* O que fazer
Extraia o texto sobre Amair de Jesus por inteiro, da primeira à última linha, sem mudar nenhuma palavra.
───── Texto fornecido ─────
Por Felipe Lemos.
Talvez um dia eu consiga assimilar algumas das características de Amair de Jesus. Uma delas é a capacidade de viver uma vida longe dos dilemas e dramas urbanos de maneira simples. Indiferente aos conflitos na Líbia, aos ronaldinhos, aos terremotos, às discussões financeiras, às ameaças de guerra no planeta, Amair só nutre uma sincera preocupação: avisar a população de que a lancha de auxílio médico adventista está para chegar à comunidade. Pudera, diria o espertalhão de plantão, já que Amair vive em uma localidade ribeirinha às margens do rio Manacapuru, na Amazônia. Mas não é apenas isso. O sorriso franco de quem não se importa em vestir calção e calçar surrados chinelos todos os dias mostra que a vida pode ser dura em muitos sentidos, mas vai além do que eu compreendo a capacidade de digerir os ditames do cotidiano. É um exercício diário.
Como observador fora da comunidade, ainda me coloco alheio à realidade. Tenho dificuldade de entender vida como uma rotina de passar o dia inteiro em atividades agrícolas sem energia elétrica em casa, olhando a natureza e convivendo no sentido pleno de comunidade. Claro que lá há dilemas, dramas, vicissitudes, erros, pecados. Mas eles parecem mais poéticos, menos estressantes, menos traumáticos, mais possíveis de serem enfrentados com esperança. O calor extenuante durante o dia não desanima o solícito Amair. É interessante vê-lo conduzindo a voadeira pelo riozão, quase mar, encontrando caminhos onde a mente urbanóide e bitolada não consegue sequer enxergar um palmo diante do nariz. Desce rápido quando atraca às margens de uma comunidade, sai correndo em busca de algum mantimento e avisa os vizinhos de que logo a lancha estará por ali, dentro de alguns dias, algumas horas, não importa.
───── Material fornecido ─────
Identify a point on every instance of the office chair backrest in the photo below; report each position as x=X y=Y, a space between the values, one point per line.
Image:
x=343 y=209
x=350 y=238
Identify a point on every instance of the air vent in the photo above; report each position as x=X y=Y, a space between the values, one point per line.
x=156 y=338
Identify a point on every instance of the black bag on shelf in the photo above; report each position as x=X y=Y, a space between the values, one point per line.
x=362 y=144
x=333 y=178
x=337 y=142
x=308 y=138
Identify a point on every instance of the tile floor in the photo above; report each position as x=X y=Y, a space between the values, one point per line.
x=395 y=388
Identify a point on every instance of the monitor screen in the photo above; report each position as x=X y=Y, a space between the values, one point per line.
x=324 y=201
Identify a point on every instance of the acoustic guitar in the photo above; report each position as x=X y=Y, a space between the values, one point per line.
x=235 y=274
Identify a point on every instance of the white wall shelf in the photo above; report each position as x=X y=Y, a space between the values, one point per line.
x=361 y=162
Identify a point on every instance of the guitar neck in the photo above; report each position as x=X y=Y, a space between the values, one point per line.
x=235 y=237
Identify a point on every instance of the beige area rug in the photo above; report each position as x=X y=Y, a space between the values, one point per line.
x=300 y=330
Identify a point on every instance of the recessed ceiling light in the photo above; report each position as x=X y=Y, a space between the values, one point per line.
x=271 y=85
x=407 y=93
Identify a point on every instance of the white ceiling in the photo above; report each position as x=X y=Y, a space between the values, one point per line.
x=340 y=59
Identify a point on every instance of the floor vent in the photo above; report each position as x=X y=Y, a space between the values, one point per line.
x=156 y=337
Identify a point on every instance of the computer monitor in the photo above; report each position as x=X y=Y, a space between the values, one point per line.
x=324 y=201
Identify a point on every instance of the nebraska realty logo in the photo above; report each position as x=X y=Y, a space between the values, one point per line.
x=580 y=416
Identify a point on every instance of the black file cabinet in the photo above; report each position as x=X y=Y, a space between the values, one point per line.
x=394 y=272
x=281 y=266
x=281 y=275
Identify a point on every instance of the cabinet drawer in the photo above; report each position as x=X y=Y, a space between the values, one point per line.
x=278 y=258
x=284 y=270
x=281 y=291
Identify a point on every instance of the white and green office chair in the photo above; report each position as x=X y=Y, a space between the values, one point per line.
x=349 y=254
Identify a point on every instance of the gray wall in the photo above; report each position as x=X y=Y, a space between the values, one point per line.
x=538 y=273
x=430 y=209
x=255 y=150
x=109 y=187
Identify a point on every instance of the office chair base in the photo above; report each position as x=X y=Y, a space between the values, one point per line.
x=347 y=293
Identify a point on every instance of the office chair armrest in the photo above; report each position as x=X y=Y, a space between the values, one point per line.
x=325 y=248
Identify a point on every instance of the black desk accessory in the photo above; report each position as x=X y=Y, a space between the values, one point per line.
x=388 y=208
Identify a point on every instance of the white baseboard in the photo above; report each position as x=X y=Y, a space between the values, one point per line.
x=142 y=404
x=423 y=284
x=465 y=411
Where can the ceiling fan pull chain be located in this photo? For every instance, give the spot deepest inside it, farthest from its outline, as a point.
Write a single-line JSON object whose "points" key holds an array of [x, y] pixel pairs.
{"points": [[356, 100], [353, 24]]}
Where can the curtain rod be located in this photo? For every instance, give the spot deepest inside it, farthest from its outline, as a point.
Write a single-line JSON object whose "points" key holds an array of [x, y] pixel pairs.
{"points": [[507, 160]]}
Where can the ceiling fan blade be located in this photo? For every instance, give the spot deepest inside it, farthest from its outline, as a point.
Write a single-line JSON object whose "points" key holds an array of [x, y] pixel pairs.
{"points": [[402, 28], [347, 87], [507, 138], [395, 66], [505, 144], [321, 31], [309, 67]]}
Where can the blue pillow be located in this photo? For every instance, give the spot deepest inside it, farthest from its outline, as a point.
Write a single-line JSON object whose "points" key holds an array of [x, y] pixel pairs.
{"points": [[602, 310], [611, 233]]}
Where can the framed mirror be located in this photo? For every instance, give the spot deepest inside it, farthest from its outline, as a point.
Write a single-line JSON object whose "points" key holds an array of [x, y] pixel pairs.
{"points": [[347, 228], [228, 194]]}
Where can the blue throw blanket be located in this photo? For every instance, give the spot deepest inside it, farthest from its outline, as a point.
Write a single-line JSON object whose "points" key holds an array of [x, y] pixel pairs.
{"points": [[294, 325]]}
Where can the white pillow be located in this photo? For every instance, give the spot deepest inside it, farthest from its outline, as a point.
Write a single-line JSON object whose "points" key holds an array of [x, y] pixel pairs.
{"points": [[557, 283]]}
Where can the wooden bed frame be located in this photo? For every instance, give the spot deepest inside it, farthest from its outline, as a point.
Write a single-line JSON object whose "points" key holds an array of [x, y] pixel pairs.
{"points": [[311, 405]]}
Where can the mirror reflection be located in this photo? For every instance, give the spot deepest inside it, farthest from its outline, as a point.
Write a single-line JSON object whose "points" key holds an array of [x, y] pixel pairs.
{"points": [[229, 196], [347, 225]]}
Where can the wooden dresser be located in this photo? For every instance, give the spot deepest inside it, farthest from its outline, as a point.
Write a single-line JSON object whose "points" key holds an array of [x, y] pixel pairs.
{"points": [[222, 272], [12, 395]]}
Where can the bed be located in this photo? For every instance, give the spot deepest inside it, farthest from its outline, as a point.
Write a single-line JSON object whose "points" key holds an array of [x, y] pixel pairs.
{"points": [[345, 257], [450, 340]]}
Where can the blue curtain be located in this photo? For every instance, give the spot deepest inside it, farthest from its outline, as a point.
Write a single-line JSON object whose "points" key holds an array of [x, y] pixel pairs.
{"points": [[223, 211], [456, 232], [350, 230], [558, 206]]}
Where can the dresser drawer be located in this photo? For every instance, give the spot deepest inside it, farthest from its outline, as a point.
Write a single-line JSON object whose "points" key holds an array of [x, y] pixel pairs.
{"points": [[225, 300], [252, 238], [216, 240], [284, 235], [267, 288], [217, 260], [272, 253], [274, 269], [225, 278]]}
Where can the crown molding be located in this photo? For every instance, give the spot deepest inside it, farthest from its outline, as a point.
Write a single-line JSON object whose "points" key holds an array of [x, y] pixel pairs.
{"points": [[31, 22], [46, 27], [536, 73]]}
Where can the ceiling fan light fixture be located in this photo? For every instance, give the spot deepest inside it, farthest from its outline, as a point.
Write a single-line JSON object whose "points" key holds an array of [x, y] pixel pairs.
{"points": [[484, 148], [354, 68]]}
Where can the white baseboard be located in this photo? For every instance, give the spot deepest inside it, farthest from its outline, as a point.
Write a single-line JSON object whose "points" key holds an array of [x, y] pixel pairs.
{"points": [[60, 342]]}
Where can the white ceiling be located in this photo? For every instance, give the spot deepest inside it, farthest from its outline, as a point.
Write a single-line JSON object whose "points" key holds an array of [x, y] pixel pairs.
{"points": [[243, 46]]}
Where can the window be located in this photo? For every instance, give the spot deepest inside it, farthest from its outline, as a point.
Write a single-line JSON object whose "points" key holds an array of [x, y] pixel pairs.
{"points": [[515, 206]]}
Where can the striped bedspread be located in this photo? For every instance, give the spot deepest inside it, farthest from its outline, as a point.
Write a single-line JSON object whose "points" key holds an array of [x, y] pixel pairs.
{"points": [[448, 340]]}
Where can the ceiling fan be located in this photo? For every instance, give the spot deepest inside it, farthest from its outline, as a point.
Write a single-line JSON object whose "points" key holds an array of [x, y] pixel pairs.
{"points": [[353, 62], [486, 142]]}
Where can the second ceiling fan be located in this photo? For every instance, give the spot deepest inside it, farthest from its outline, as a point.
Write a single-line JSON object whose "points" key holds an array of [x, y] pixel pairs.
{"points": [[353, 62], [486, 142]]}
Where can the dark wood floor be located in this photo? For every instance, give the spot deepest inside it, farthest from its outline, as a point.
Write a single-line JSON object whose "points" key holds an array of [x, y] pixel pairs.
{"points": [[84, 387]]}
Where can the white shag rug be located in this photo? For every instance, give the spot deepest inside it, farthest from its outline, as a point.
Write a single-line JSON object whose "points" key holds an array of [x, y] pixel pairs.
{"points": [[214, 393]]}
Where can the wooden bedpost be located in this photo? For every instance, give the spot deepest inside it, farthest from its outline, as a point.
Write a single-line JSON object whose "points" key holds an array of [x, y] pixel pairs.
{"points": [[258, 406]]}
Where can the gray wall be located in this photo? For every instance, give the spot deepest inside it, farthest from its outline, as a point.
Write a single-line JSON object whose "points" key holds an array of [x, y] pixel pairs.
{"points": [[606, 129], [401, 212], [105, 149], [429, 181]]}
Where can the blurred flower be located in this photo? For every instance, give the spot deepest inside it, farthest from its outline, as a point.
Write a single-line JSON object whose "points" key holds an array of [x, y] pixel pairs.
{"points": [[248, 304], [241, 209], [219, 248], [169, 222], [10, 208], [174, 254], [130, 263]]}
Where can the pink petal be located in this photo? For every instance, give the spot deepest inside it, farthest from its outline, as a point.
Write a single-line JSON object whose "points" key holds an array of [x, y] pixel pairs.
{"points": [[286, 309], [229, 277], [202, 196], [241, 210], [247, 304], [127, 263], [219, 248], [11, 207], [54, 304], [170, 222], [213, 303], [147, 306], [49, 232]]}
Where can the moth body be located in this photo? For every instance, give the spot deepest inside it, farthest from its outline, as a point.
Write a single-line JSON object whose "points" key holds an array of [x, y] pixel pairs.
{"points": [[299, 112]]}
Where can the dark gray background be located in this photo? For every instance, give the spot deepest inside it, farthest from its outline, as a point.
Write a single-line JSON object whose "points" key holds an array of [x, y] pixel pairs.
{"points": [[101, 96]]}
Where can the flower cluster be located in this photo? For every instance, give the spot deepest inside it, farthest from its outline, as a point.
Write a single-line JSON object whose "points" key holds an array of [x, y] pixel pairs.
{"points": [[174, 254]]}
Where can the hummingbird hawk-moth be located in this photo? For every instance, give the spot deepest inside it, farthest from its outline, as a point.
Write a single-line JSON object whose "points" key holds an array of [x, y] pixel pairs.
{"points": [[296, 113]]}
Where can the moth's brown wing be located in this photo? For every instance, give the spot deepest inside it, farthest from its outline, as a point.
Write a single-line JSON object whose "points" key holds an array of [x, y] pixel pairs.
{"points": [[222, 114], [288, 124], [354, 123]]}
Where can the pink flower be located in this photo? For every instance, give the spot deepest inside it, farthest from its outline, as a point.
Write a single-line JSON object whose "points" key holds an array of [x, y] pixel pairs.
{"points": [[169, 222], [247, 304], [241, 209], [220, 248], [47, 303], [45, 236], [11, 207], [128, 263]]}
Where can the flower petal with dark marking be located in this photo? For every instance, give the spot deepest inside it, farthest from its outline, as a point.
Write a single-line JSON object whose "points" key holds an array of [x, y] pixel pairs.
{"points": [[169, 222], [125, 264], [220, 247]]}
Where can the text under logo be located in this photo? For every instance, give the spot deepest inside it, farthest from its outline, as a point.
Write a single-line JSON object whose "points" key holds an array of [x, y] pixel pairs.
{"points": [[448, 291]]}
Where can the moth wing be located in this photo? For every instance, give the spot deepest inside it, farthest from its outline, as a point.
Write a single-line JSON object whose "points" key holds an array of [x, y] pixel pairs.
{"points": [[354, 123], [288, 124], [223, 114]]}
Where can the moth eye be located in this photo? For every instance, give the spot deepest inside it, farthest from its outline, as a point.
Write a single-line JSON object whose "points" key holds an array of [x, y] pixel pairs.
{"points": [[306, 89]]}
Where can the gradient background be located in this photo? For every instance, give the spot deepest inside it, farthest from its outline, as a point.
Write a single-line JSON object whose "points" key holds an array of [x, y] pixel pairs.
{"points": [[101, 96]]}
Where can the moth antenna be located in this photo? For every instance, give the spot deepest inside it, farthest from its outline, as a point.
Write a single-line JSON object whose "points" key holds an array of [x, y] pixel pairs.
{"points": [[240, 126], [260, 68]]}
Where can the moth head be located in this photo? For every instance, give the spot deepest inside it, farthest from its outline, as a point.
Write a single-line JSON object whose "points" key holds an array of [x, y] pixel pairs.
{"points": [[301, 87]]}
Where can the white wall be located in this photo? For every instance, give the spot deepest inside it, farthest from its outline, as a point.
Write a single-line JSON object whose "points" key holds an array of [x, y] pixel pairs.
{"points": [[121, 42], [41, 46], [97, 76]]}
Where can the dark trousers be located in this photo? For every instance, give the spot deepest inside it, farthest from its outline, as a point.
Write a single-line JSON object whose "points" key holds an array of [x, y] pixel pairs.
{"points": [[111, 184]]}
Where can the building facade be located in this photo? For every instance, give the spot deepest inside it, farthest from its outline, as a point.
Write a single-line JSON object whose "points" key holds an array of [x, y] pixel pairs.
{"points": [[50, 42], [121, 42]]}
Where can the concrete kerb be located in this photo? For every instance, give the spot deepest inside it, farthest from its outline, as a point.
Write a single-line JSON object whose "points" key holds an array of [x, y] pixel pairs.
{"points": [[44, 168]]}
─────
* Resposta
Por Felipe Lemos.
Talvez um dia eu consiga assimilar algumas das características de Amair de Jesus. Uma delas é a capacidade de viver uma vida longe dos dilemas e dramas urbanos de maneira simples. Indiferente aos conflitos na Líbia, aos ronaldinhos, aos terremotos, às discussões financeiras, às ameaças de guerra no planeta, Amair só nutre uma sincera preocupação: avisar a população de que a lancha de auxílio médico adventista está para chegar à comunidade. Pudera, diria o espertalhão de plantão, já que Amair vive em uma localidade ribeirinha às margens do rio Manacapuru, na Amazônia. Mas não é apenas isso. O sorriso franco de quem não se importa em vestir calção e calçar surrados chinelos todos os dias mostra que a vida pode ser dura em muitos sentidos, mas vai além do que eu compreendo a capacidade de digerir os ditames do cotidiano. É um exercício diário.
Como observador fora da comunidade, ainda me coloco alheio à realidade. Tenho dificuldade de entender vida como uma rotina de passar o dia inteiro em atividades agrícolas sem energia elétrica em casa, olhando a natureza e convivendo no sentido pleno de comunidade. Claro que lá há dilemas, dramas, vicissitudes, erros, pecados. Mas eles parecem mais poéticos, menos estressantes, menos traumáticos, mais possíveis de serem enfrentados com esperança. O calor extenuante durante o dia não desanima o solícito Amair. É interessante vê-lo conduzindo a voadeira pelo riozão, quase mar, encontrando caminhos onde a mente urbanóide e bitolada não consegue sequer enxergar um palmo diante do nariz. Desce rápido quando atraca às margens de uma comunidade, sai correndo em busca de algum mantimento e avisa os vizinhos de que logo a lancha estará por ali, dentro de alguns dias, algumas horas, não importa.